(Task directions) Each entry below is to be written out exactly, and the pictures are to be left out.

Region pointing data

- Opening Delimiter -

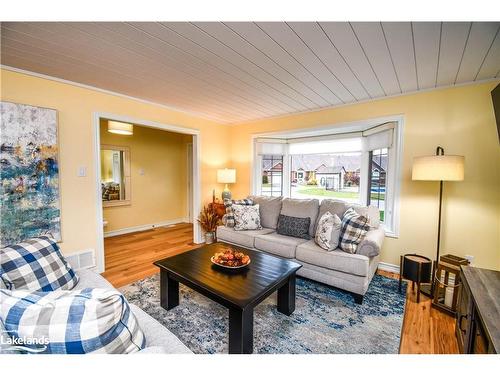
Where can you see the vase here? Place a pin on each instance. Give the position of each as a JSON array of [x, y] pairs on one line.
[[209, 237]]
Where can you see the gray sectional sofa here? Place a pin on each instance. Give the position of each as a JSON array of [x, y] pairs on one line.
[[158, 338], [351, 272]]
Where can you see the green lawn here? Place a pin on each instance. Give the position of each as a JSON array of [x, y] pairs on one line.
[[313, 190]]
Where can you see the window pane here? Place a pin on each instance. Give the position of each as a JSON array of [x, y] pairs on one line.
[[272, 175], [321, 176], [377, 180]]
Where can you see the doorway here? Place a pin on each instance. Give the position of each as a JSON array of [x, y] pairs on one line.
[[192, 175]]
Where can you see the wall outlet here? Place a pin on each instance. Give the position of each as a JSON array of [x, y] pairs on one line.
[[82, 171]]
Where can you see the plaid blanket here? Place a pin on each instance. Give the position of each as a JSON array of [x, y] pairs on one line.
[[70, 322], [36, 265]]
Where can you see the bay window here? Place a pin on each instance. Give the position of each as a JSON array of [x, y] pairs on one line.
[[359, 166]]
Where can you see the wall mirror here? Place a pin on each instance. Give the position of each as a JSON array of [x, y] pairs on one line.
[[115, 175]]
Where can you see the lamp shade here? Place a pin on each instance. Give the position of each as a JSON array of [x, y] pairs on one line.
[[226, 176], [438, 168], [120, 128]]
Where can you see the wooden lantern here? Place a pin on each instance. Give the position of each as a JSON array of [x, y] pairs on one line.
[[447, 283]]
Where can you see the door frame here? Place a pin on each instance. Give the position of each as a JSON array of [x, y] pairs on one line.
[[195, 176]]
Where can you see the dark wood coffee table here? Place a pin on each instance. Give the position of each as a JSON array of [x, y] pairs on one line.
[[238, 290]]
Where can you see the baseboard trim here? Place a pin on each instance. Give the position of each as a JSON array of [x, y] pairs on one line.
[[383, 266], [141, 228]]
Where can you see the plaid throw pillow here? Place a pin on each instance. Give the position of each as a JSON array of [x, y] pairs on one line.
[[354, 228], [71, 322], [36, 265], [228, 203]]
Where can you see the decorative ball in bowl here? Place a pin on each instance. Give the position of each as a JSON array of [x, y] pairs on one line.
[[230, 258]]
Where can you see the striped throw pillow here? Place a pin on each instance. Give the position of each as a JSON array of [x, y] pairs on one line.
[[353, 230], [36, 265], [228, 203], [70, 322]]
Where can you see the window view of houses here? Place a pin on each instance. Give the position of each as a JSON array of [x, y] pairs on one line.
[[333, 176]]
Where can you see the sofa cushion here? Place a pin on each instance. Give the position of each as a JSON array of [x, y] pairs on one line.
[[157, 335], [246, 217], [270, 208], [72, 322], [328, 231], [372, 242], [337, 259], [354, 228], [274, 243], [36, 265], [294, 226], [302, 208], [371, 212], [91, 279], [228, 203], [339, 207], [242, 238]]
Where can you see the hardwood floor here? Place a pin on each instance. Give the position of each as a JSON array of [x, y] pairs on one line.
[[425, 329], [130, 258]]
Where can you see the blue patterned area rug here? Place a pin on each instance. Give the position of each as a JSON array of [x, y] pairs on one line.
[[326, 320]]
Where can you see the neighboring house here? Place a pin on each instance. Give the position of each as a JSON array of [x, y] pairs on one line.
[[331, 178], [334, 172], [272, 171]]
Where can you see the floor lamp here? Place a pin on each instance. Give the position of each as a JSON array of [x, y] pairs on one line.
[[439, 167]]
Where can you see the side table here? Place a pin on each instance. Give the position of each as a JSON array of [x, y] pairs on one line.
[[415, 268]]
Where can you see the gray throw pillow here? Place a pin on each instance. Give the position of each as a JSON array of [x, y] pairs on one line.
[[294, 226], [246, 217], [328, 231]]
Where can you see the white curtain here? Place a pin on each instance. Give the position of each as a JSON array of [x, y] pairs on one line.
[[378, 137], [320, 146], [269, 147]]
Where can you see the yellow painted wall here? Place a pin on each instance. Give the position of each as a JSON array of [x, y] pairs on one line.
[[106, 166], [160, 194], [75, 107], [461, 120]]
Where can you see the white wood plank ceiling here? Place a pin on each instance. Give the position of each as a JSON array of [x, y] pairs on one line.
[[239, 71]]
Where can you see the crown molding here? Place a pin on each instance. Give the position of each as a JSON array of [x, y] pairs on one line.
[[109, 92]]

- Closing Delimiter -

(Solution for this exercise)
Where can you see the vase here? Place a pin on each instance. Give the position of each as a JSON array of [x, y] pairs on one line.
[[209, 237]]
Where can you see the gray sectional sofa here? Place a pin on each instance. Give the position of each as a JSON array of [x, y] pairs on one line.
[[158, 338], [351, 272]]
Where can you see the green lawn here? Place a pin on each instance. Give the position of each as a JSON array of [x, y] pairs on one line.
[[313, 190]]
Where can you see the window pane here? Place a pin on each instance. Give the position of each as a JSON array of [x, y] pairs on one line.
[[272, 175], [321, 176], [377, 180]]
Where can you see the doorway here? Place a pin on each instance. Give the position of each as a JSON array of [x, y] pairs on one line.
[[192, 175]]
Where can you see the wall outlet here? Place a pin on each instance. Give the position of each as a JSON array of [x, y] pairs on one line.
[[82, 171]]
Where can you see the plaid blanket here? Place a pin on each instance. Give the position of each as a JSON array of [x, y] pairs on one line.
[[70, 322], [36, 265]]
Where can you see the bay window here? Place a pin on each instance. Give the position of each as a JSON array of [x, y] pairs on one line.
[[359, 166]]
Where can you see the wall mirror here? Place a pin on each instance. Give the position of each as a JSON array of [x, y] pairs on one line.
[[115, 175]]
Where can you see the lamp shade here? Place a pin on each instance. Give the position of each as a JSON array of [x, y] pairs on one line.
[[226, 176], [438, 168], [120, 128]]
Where can you see the wooden lantern here? Place a pin on each instance. Give the position of each as a JSON array of [x, y] pairs on one line.
[[447, 283]]
Where can you see the door frame here? Place a pin on each instance. Give the position of each as a JSON array of [x, y] pairs on one line.
[[195, 176]]
Where can you see the dark wood coffee table here? Place a pin on each instance. Give the position of each as a JSON array of [x, y] pairs on one line.
[[238, 290]]
Where can you see the baseboard trim here? Place a pin on each instance. Give the position of each as a JSON array of [x, y] pairs on one line.
[[383, 266], [141, 228]]
Where can you see the plaid throw pillow here? Place a pin on each instance. Give the position of each as a JSON array of [x, y] pairs on one line.
[[354, 228], [71, 322], [36, 265], [228, 203]]
Where can you see the decorative ball in bowl here? Place a pin on each instance. Give the position of each as a JSON array of [x, y] pairs on one line.
[[230, 258]]
Where can you see the striped throw pillow here? Place a pin on each instance. Give the position of each as a JSON array of [x, y] pairs on one line.
[[353, 230], [36, 265], [228, 203], [70, 322]]
Where can you see the window view of houses here? Place a pin on each instance. Give the position of each as a JSON array of [x, y] pairs on one line.
[[333, 176]]
Where can you see the sofa cushion here? Place a pin on each instance. Give the position of each as a JSON array of [x, y] pairs on one line.
[[157, 335], [246, 217], [270, 208], [72, 322], [328, 231], [372, 242], [337, 259], [354, 228], [274, 243], [36, 265], [294, 226], [302, 208], [371, 212], [91, 279], [228, 203], [339, 207], [242, 238]]
Where can you see the hardwood floor here? Place a pin on each instance. Give the position of each as a JSON array of [x, y] pairs on one line.
[[425, 329], [130, 258]]
Where can you see the blue patterned area rug here? Place a pin on each instance. Give the position of each as a JSON array of [x, y] pairs on one line.
[[326, 320]]
Where can you see the neighboring house here? Place a pin on each instance. Give the position of each as a JSON array of [x, y] pairs on one line.
[[331, 178], [334, 172], [272, 171]]
Where can you see the floor lamp here? Place a pin on each instance. Give the position of each as a JSON array of [x, y] pairs on one line.
[[439, 167]]
Where can you see the side table here? Place a pin on each instance. Give the position of each as a JSON array of [x, y] pairs on one line.
[[415, 268]]
Where can you see the gray throw pillow here? Place a pin on each instance. Give the position of each as a JSON array of [x, y] pairs on one line.
[[294, 226], [246, 217], [328, 231]]
Where can you see the white curtain here? Place a pin on each instance. Give the position of each as a JSON array of [x, y] pairs on one line.
[[378, 137], [320, 146], [269, 147]]
Where can you see the yellow painted wall here? Place a pin on each instance. Give the position of each as a JSON array of [x, y] pairs on one line.
[[106, 166], [160, 194], [75, 107], [461, 120]]
Where can you see the white wood plank ceiling here? Place a pin on each instance. Give the position of each as a JSON array of [x, y] pairs on one line.
[[239, 71]]
Where can you see the crown molding here? Place a pin on each instance. Give the position of each as a JSON array of [x, y] pairs on one line.
[[109, 92]]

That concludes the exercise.